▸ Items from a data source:
Segment Open

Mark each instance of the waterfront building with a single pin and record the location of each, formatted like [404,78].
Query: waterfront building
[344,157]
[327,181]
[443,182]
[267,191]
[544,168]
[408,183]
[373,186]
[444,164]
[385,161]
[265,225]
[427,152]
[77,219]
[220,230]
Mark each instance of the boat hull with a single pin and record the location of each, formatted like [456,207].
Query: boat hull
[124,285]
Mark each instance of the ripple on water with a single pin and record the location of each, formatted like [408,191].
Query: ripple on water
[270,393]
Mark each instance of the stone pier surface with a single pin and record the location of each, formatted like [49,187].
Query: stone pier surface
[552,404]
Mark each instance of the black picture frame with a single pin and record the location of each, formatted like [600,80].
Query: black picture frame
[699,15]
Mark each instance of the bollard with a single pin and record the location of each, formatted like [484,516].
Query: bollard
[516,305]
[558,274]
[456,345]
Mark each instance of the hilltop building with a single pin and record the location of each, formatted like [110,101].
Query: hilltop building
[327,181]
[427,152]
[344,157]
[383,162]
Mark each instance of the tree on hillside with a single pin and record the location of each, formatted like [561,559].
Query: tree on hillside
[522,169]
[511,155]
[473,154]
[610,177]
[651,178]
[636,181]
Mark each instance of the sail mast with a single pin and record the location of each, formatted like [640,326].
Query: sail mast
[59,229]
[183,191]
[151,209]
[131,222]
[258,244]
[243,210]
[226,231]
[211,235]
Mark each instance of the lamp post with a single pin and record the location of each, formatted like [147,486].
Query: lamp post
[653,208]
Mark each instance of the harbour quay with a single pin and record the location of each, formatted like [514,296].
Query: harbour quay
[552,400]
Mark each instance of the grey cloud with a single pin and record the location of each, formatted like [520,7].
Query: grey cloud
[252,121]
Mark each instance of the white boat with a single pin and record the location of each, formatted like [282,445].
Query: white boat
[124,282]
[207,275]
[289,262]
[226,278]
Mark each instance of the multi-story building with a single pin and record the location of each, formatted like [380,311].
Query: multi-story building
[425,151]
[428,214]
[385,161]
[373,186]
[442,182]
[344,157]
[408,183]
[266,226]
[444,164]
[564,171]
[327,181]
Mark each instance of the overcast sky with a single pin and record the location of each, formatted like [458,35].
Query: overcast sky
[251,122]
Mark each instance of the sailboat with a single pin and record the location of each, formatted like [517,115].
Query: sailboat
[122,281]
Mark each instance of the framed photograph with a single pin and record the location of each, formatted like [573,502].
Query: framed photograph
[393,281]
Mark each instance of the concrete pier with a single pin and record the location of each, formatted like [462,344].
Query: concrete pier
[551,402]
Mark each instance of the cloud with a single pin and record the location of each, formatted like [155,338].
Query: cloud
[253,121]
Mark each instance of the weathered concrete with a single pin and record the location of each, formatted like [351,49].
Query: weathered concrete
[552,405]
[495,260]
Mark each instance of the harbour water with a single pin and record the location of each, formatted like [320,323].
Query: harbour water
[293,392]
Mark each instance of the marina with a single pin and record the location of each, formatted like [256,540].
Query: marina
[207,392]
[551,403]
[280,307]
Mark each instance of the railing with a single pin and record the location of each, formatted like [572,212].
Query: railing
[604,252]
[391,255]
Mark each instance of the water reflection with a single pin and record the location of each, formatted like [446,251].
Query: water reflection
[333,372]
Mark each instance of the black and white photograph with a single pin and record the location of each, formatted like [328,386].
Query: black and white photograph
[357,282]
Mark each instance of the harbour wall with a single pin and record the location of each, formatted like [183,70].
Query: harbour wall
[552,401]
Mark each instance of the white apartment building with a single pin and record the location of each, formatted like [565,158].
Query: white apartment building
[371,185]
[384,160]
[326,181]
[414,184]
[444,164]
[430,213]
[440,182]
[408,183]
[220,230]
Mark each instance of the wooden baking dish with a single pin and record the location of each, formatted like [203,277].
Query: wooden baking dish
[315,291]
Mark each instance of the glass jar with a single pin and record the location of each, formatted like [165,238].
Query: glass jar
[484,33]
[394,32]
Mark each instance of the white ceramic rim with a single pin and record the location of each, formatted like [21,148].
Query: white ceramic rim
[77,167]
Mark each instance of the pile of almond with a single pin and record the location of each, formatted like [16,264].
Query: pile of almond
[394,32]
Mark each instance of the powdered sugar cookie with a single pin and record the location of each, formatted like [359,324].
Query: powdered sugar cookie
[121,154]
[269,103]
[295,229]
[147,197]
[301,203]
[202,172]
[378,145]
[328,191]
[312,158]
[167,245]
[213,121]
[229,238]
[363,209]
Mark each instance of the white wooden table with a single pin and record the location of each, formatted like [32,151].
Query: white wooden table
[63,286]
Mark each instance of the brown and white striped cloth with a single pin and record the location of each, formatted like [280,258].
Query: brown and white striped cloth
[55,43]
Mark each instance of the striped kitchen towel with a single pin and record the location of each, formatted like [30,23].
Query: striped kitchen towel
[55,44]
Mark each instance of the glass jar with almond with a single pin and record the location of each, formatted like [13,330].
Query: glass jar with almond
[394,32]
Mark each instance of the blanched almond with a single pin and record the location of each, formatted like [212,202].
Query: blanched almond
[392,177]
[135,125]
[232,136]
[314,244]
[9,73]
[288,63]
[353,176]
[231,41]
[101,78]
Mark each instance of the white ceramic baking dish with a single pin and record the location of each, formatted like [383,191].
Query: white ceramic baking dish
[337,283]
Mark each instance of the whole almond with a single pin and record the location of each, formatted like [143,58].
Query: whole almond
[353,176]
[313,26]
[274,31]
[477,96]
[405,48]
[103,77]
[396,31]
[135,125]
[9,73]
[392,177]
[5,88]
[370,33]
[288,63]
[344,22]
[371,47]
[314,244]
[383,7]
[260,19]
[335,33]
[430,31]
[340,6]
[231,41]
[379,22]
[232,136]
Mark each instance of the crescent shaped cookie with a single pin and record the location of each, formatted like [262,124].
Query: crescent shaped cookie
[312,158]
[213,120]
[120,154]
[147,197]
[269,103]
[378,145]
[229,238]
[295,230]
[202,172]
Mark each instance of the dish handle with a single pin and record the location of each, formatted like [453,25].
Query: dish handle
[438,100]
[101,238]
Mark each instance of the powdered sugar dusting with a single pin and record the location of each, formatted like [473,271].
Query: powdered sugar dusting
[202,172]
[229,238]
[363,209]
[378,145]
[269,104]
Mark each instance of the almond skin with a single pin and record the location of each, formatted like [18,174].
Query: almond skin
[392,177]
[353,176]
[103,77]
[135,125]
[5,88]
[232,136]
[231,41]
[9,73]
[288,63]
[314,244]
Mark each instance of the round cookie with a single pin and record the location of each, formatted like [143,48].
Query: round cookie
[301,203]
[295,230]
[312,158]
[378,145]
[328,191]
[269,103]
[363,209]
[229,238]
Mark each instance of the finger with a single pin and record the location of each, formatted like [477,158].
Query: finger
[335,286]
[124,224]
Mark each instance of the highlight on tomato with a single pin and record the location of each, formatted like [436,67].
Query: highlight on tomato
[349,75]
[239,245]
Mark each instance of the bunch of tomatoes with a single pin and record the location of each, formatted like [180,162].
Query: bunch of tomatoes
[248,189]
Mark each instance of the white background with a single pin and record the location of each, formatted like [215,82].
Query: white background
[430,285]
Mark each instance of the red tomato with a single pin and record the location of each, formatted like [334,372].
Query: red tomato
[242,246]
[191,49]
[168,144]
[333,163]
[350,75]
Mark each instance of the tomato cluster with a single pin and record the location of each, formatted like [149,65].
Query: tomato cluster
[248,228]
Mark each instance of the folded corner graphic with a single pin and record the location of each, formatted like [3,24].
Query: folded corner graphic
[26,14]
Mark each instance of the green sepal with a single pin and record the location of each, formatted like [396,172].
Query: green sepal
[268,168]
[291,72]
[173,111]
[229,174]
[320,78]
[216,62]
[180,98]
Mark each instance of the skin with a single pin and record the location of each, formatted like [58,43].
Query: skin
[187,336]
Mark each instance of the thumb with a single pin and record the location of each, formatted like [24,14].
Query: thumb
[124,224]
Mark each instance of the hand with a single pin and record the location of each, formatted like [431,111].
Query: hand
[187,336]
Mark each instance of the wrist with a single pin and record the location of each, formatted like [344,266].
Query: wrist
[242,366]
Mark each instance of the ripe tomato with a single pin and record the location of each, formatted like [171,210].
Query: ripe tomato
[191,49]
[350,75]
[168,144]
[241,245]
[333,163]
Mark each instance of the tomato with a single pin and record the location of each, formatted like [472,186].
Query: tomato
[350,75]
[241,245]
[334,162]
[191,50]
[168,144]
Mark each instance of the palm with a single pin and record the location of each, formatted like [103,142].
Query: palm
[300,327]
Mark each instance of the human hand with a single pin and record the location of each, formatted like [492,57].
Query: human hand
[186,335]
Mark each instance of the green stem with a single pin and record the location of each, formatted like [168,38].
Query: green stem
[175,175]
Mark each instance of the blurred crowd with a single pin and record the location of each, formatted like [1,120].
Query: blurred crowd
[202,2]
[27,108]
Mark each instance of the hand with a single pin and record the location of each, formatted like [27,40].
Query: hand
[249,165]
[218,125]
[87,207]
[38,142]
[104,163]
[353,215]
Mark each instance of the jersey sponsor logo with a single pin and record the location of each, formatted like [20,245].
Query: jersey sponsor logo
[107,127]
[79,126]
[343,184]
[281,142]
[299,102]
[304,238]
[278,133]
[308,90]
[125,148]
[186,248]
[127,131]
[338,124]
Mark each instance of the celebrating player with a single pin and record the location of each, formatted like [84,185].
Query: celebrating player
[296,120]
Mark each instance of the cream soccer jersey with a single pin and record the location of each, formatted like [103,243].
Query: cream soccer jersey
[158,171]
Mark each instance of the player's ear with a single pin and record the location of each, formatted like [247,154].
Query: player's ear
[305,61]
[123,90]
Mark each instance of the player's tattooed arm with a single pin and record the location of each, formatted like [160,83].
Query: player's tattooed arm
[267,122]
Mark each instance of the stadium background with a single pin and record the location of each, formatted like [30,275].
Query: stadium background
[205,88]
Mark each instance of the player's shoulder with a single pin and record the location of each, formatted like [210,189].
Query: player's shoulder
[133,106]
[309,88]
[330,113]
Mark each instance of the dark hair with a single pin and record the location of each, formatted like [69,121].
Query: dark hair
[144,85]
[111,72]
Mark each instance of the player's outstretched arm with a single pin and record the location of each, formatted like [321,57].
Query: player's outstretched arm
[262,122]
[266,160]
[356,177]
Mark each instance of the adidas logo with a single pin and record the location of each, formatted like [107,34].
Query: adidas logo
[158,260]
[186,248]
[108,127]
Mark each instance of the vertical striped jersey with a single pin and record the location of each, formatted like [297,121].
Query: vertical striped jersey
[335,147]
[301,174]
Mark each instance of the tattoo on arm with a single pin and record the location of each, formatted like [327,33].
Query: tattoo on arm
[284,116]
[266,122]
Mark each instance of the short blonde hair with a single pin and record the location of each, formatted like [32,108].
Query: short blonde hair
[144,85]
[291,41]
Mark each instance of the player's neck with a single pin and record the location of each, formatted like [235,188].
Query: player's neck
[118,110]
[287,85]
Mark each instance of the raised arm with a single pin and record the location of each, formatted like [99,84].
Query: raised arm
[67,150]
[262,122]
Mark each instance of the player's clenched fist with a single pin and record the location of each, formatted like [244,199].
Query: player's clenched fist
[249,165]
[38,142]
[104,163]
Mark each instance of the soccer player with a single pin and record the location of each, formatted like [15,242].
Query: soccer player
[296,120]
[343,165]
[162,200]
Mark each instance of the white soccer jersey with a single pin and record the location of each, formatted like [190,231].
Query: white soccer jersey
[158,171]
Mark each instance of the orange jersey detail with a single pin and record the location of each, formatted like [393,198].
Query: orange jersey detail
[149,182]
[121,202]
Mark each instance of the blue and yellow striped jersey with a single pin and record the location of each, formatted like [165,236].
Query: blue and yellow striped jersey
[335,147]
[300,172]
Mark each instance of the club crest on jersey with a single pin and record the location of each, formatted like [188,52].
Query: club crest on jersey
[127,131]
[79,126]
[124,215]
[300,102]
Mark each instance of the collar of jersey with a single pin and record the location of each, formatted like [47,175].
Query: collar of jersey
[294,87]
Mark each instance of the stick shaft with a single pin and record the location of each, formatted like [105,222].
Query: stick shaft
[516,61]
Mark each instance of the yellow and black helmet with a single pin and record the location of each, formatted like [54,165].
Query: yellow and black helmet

Segment Closed

▸ PROBLEM REQUIREMENTS: Could you restate word for word the lines above, from the one that contains "Query: palm" through the one that contains "Mark each instance of the stadium", and no others?

▸ EXPECTED ANSWER:
Query: palm
[300,327]
Mark each instance of the human hand with a single pin and record the location of each, formatted like [492,57].
Query: human hand
[186,335]
Mark each instance of the green stem with a single pin and record the location of each, formatted like [168,38].
Query: green stem
[175,175]
Mark each instance of the blurred crowd with a single pin and record the location of each, formatted like [1,120].
Query: blurred crowd
[202,2]
[27,108]
Mark each instance of the hand with a single pin and record the location of each, formatted like [27,40].
Query: hand
[249,165]
[218,125]
[87,207]
[38,142]
[104,163]
[353,215]
Mark each instance of the jersey sponsor logo with a single pin and record the location of each, formatted like [20,245].
Query: jersey sponsor logo
[107,127]
[79,126]
[343,184]
[281,142]
[299,102]
[304,238]
[278,133]
[308,90]
[125,148]
[186,248]
[127,131]
[338,124]
Mark each instance of the celebrating player with a single pin and record the location of each, formatted like [84,185].
Query: celebrating player
[296,120]
Mark each instance of the cream soccer jersey with a single pin and record the location of each, formatted like [103,243].
Query: cream soccer jersey
[158,171]
Mark each instance of the player's ear with a single pin and record the location of each, formatted like [247,154].
Query: player's ear
[305,61]
[123,90]
Mark each instance of the player's tattooed arm with a single pin and record the location of each, formatted like [160,83].
Query: player's tattooed arm
[267,122]
Mark each instance of the stadium background with a single pin and record the location of each, formatted like [30,275].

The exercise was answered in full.